SOURCE TEXT:
^^^^^^^^
Because they have big leaves, they transpire a lot of moisture. And if exposed to hot afternoon sunshine without adequate moisture, leaves will wilt and droop.


They enjoy rich soil amended with organic material and require a well-draining site.
The planting hole should be two to three times the width of the root ball and of an equal depth.
Add some bone meal to the amended soil, loosen any bound or twisted roots before setting in place. Backfill with amended soil and water thoroughly to settle.
When planting, choose a site to accommodate the plant’s full size and avoid locations prone to strong, gusty winds.
Those grown in containers may need to be watered daily, and a four-inch layer of mulch will help to retain moisture.
Feed with a slow release, balanced fertilizer, with a 10-10-10 (NPK) ratio, in early spring.
For container growth, ensure your pots have an adequate layer of drainage material and most importantly, holes in the bottom.


And use a potting mix with plenty of moisture-retentive material such as peat moss, perlite, or vermiculite.
After planting, mix in a slow-release fertilizer and water well.
In Zones 5 and cooler, plant in sheltered locations and provide extra winter protection if needed.
To minimize bud loss and protect from dieback, wrap with burlap or landscape fabric to protect against cold snaps and extreme winter temperatures.
You can read more about growing hydrangea in containers here.
Adjust Your Soil pH
One of the most interesting aspects of hydrangea is that some varieties have flowers that can change color.
The color is influenced by soil chemistry, with pH levels able to affect the flower color of bigleaf and mountain species, H. macrophylla and H. serrata.


Typically, flowers are blue in soil of high acidity, and mauve to pink in alkaline soil. Some shrubs will even show all three colors at once!
If unsure of your soil’s pH, it’s wise to test before planting.
^^^^^^^^
EXERCISE INSTRUCTIONS:
• A. In the hydrangea text, take the part that opens with the words containing "The planting hole" and closes with "strong, gusty winds.", and write it out again with "bone meal" switched to "compost".
• B. According to the hydrangea text, what kind of fertilizer should be used in early spring?
• C. List every moisture-retentive material that the hydrangea text names for a container potting mix.

SUPPLIED RECORDS:
^^^^^^^^
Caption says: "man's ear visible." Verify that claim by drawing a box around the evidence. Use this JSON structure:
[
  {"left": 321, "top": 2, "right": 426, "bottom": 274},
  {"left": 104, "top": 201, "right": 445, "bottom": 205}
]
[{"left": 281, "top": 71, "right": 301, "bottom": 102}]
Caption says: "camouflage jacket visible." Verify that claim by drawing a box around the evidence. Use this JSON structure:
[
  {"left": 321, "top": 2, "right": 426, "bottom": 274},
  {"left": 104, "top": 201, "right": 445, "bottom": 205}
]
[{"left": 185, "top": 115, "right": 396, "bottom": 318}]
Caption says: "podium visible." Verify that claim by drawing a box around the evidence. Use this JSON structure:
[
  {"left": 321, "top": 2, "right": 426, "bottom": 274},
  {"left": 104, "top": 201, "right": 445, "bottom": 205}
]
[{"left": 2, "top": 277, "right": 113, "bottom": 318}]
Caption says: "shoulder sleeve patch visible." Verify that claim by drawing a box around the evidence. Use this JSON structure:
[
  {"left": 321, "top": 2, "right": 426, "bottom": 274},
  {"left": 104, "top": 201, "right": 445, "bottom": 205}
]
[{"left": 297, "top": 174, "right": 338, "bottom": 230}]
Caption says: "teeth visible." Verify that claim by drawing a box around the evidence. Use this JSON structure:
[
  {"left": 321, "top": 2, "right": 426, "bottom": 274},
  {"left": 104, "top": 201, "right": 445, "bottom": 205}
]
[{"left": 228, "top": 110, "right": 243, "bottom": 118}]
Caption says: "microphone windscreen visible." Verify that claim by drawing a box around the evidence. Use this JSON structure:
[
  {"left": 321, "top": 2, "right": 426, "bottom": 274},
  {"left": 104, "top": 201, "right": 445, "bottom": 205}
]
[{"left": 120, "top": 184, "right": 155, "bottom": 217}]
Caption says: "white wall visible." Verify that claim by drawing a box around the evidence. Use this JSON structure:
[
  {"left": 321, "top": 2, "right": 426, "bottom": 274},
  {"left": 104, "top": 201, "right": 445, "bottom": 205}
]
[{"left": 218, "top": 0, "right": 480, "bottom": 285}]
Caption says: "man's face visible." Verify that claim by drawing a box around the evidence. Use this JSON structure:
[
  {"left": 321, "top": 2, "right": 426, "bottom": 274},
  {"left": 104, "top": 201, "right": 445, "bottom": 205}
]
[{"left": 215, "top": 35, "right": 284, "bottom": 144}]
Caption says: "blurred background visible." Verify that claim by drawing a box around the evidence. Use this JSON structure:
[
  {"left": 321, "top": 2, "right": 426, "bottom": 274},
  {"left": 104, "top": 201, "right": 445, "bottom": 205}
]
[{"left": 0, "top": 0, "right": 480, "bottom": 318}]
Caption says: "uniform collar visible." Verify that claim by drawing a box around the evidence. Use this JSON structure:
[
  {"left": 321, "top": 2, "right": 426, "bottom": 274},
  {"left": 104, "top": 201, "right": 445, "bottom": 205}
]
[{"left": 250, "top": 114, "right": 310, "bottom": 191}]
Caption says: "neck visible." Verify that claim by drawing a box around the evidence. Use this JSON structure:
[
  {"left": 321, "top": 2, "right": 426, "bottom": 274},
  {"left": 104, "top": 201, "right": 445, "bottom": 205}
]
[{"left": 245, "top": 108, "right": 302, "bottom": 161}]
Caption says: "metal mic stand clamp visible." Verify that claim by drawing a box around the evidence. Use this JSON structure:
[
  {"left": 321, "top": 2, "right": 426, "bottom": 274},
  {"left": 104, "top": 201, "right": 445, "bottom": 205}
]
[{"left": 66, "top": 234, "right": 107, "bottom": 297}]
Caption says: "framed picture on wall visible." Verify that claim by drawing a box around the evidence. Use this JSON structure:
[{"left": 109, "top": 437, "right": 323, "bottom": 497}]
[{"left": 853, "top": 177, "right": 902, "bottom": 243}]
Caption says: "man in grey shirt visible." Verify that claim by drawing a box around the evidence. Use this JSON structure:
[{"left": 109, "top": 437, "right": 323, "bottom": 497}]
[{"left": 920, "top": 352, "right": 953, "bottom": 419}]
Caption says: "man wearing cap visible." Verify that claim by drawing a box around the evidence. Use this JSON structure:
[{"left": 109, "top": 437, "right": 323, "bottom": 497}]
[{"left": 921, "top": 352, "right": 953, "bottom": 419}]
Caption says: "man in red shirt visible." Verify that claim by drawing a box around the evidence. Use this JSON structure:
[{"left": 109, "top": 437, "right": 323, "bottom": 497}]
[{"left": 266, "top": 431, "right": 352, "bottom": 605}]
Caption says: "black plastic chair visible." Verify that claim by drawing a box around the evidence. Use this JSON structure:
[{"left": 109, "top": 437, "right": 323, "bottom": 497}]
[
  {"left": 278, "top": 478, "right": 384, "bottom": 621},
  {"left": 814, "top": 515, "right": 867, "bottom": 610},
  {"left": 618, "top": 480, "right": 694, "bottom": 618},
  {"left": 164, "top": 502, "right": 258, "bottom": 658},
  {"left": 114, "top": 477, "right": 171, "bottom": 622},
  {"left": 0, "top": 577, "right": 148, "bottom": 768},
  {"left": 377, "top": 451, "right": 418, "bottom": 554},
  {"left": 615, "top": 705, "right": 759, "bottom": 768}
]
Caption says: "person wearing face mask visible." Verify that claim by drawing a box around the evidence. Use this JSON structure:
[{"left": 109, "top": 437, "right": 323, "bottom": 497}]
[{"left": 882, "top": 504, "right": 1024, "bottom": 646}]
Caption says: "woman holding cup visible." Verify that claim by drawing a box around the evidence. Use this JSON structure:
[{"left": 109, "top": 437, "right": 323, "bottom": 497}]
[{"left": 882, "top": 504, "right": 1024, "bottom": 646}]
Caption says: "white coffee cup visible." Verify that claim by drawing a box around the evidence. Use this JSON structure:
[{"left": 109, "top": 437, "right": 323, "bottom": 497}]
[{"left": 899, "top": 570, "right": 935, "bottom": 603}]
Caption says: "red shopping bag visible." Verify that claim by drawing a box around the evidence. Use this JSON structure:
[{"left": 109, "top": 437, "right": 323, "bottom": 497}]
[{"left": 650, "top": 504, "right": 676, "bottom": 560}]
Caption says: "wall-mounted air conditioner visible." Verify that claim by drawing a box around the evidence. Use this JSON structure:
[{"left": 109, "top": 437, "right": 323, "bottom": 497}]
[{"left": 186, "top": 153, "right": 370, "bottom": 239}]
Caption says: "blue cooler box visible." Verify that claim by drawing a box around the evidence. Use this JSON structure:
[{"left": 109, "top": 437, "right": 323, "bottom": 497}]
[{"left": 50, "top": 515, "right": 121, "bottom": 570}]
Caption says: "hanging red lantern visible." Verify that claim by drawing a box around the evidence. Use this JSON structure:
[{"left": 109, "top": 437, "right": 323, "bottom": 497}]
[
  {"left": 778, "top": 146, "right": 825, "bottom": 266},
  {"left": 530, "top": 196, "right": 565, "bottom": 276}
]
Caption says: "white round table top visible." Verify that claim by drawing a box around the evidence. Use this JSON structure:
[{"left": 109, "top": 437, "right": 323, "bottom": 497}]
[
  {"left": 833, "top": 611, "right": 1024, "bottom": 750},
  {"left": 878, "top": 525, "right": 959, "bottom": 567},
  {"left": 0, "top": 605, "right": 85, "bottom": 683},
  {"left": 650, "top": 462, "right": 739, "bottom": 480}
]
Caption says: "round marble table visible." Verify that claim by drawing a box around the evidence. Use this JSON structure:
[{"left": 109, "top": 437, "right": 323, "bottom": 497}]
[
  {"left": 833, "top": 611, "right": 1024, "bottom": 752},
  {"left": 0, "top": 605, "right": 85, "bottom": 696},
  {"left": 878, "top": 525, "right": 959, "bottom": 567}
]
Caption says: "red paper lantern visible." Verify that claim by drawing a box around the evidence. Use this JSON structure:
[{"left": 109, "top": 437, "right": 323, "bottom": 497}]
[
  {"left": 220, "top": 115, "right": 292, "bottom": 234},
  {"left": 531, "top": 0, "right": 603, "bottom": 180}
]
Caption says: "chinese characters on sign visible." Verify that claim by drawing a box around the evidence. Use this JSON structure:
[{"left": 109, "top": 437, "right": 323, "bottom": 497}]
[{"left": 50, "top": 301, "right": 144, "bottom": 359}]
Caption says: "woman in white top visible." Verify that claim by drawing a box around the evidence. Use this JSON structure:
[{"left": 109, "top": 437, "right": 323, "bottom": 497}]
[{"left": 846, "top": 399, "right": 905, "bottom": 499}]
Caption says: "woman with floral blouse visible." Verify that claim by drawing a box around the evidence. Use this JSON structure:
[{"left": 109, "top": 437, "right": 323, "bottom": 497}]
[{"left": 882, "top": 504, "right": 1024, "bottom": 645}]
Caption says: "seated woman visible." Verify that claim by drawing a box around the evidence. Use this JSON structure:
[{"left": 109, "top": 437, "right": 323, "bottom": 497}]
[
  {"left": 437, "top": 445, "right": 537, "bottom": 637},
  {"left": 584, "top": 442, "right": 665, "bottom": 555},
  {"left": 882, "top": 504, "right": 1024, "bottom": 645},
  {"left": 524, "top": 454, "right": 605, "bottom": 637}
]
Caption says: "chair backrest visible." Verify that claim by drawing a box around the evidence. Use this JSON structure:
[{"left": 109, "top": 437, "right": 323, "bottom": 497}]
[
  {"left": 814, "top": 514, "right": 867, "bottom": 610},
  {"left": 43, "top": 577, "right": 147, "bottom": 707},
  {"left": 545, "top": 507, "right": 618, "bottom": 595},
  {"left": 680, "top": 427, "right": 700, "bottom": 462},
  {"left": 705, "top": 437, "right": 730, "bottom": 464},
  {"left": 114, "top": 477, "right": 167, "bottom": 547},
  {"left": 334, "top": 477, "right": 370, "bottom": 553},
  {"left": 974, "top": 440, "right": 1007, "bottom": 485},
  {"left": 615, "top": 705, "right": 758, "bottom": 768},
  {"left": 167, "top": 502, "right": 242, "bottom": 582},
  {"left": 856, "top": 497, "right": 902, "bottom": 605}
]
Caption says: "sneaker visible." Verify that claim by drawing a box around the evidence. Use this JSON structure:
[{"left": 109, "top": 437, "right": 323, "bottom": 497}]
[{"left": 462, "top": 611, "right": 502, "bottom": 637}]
^^^^^^^^
THE REPLIES:
• A.
The planting hole should be two to three times the width of the root ball and of an equal depth.
Add some compost to the amended soil, loosen any bound or twisted roots before setting in place. Backfill with amended soil and water thoroughly to settle.
When planting, choose a site to accommodate the plant’s full size and avoid locations prone to strong, gusty winds.

• B. A slow-release, balanced fertilizer with a 10-10-10 (NPK) ratio.

• C. Peat moss, perlite, vermiculite